## [REQUIRED TASKS]
a. Print the portion of the smoker forum thread that begins at the words "HI GreyStratCat, I'm" and stops after the words "many toys smokers.".
b. Name every smoker brand or model mentioned in the smoker forum thread.

## [SELECTED EXCERPT]
╔══

# NEED YOUR ADVICE on purchasing smoker or dehydrator for jerky/meat stick making



## bugsydog (Dec 26, 2011)

I want to purchase an electric smoker or stainless steel dehydrator to make jerky/meat sticks, but just not sure which one to buy. I've read alot of posts on here and still not sure which direction to go in. I own a Cookshack Amerique smoker which is an excellent piece of equipment, but very difficult to make jerky and meat stcks in. I've seen numerous threads with pictures of the amazing jerky and meat stick all of you have made and would love to be able to produce the same quality if possible. I would appreciate any input from all of you on what manufacture you use and pictures if possible. I would like a produce pounds at a time if possible without paying  thousands for a unit. Of if theres a decent unit out there that works great for cooking jerky and sausage that would even ne better, but baby steps first i quess. Thanks again for the help.


----------



## boykjo (Dec 26, 2011)

Sounds like a MES ( masterbuilt electric smoker) or a bradley might be right up your ally.......

..http://www.samsclub.com/sams/shop/product.jsp?productId=prod1180971&navAction=


Good luck and happy smoking

Joe


----------



## graystratcat (Dec 26, 2011)

[h4]Hey BugsyDog, welcome to the forum!  Have a question for ya.  Are you dead set on another electric for jerky/sticks?  You already have a great electric unit with the Cookshack and I've made (at least what my friends consider) some really good jerky in non-electrics.  The only reason I bring this up is since you already have an electric, maybe going LP, charcoal or pure stick burner might give you a lot more versatility - not only to make jerky but butts, ribs, brisket, ABTs, sausage... well, I think you get my drift. [/h4][h4] [/h4][h4]Just my very humble $0.02[/h4][h4] [/h4][h4]-Salt[/h4]


----------



## bugsydog (Dec 26, 2011)

HI GreyStratCat, I'm just thinking is would be easier to have an electric to regulate the temp and smoke. I have a largec harcoal bbq with smoker drop box, but living here in las vegas its very very difficult to regulate temps during the summer months with it. I've never thought of using LP, even though a have a gas grill, As you can tell i have love to cook on everything and can never have to many toys smokers.


----------



## graystratcat (Dec 26, 2011)

Well Bugsydog, the reason I bring it up is I just picked up a Master Forge LP smoker about a month ago.  I have a handful of other smokers (charcoal and stick) but this was/is my first gasser.  I've been messing around with smokers, grills and stuff for years.....What I'm finding with the Master Forge is it's pretty much set and forget.  It can hold decent low temps (110 - 150) with no problem and taking it up to 220-250 isn't a problem either.  I have a batch of beef jerky in mine as I type this and I've had no trouble today holding it at 140... ambient here is around 60 right now.  So far I am really liking the thing.  There are a couple mods that should be done to it to get the most out of it, but they're simple mods.

Here's the link to my current jerky smoke going on:

http://www.smokingmeatforums.com/t/115170/london-broil-on-sale-only-one-thing-to-do-w-qview

Let me know if you'd like to know more about it.  There's also a ton of stuff on this forum about the Master Forge LP smokers. 

-Salt


----------



## bugsydog (Dec 26, 2011)

╚══

## [COLLECTED MATERIAL]
╔══

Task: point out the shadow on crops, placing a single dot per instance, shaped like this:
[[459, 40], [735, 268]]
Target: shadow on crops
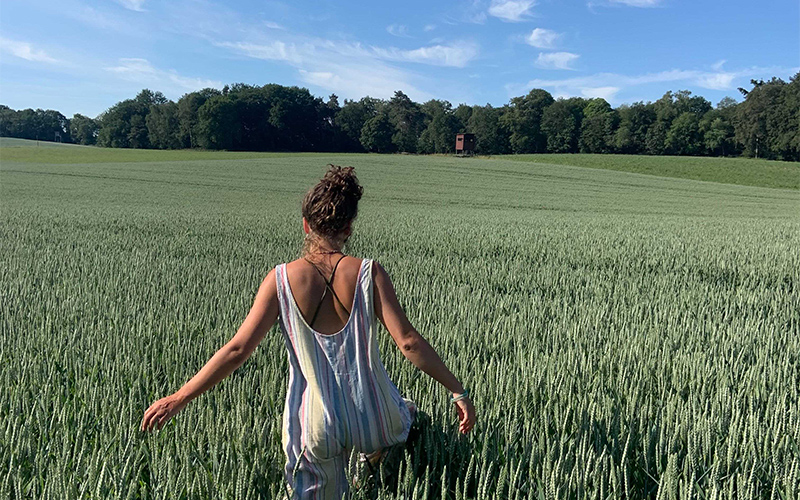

╚══

## [OUTPUTS FOR THE TASKS]
a.
HI GreyStratCat, I'm just thinking is would be easier to have an electric to regulate the temp and smoke. I have a largec harcoal bbq with smoker drop box, but living here in las vegas its very very difficult to regulate temps during the summer months with it. I've never thought of using LP, even though a have a gas grill, As you can tell i have love to cook on everything and can never have to many toys smokers.

b.
Cookshack Amerique
Masterbuilt electric smoker (MES)
Bradley
Master Forge LP smoker